··· DOCUMENT EXCERPT

In 1950 the Hendersonville School Board appointed an Advisory Board made up of prominent men from the Black community. The School Board was beginning to acknowledge that it would be necessary to have input from the Black community concerning areas of education that directly affected their children. The first year, two respected members of the Black community, Mr. James Pilgrim and Mr. James Mitchum, served in this capacity as non-voting members of the School Board. The number was expanded to six persons in April, 1959, at which time Mr. Cornelius Hunt, Mr. Johnny Landrum, Mr. Willie Clay, and Mr. Carl L. Wilson joined Pilgrim and Mitchum on the board. The Advisory Board was instrumental in helping Ninth Avenue progress. For example, it was with the counsel of the Advisory Board that in 1960 a new addition to Ninth Avenue was constructed. The new addition housed the cafeteria, the band room and several new classrooms. Other issues, such as the education of the children of migrant workers temporarily living in Henderson County during harvest time, were brought before the board. The Hendersonville School Board decided during the period of 1958-1963 that quonset huts should be erected on the Ninth Avenue property to serve the educational needs of the migrant children. The Advisory Board continued to work with the school board through the process of desegregation in 1965, after which time the Advisory Board was discontinued.
After John Marable left as principal in 1959, four principals followed in six years. They were: Mr. Cedric Jones; Mr. William Gordon; Mr. J. R. Wright; and Mr. Leon Henry Anderson. The inexorable process of desegregation was now gaining momentum, and it was just a matter of time before the students of Ninth Avenue would be incorporated into the formally all-white schools of Hendersonville and Henderson County. (For a more complete recounting of the desegregation of the Henderson County schools, see Chapter One under the Community Council.) In 1962, sixty students from Transylvania County pulled out of the union school and began attending the public schools in Brevard, N.C., greatly diminishing the number of students at Ninth Avenue. In 1963, with the numbers down and integration becoming a certainty, several Ninth Avenue parents petitioned the school board to allow their children to attend the Hendersonville City Schools during that school year. The petition was at first put on hold by the Hendersonville School Board, but the parents took their case to the courts and subsequent pressure from the federal judicial system held the school system accountable to the law of the land. A contract of good faith was drawn up between the Ninth Avenue parents and the Hendersonville School Board with the expressed intention that total integration would take place in the Fall of 1965. This agreement was upheld by the courts. The last graduating class (16 students) from Ninth Avenue School held its commencement on May 27, 1965, and with that event the last vestiges of “separate but equal” came to an end in Henderson County. The Ninth Avenue School became a Junior High School in 1966 for children of all races.

······

List every person the Ninth Avenue School text names as a member of the Advisory Board. None of the records that come next matter here.

··· EXCERPTED DATA

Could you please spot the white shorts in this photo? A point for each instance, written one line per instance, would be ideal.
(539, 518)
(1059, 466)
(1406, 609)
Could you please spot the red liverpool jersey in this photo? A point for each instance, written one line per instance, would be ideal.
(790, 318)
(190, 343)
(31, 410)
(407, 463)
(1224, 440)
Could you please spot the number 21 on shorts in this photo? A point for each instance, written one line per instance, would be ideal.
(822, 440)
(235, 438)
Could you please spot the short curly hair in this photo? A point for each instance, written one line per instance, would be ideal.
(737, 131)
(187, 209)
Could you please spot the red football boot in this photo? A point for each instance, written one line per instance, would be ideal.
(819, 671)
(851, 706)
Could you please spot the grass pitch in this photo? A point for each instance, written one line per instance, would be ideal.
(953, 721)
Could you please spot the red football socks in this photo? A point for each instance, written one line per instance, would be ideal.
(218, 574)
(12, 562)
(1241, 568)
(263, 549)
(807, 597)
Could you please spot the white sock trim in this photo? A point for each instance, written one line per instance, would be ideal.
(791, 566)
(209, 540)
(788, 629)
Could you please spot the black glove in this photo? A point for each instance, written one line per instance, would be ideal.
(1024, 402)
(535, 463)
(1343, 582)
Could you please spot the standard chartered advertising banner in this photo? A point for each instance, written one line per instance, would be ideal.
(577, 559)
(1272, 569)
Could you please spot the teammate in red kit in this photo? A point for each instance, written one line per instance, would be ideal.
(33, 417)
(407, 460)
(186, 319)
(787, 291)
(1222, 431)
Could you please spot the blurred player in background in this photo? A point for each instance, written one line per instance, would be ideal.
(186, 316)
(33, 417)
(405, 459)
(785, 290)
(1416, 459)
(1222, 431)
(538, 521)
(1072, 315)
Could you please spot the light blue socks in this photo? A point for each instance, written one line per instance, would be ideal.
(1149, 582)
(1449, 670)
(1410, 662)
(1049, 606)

······

• _RESULT FOR THIS TASK_
Mr. James Pilgrim, Mr. James Mitchum, Mr. Cornelius Hunt, Mr. Johnny Landrum, Mr. Willie Clay, Mr. Carl L. Wilson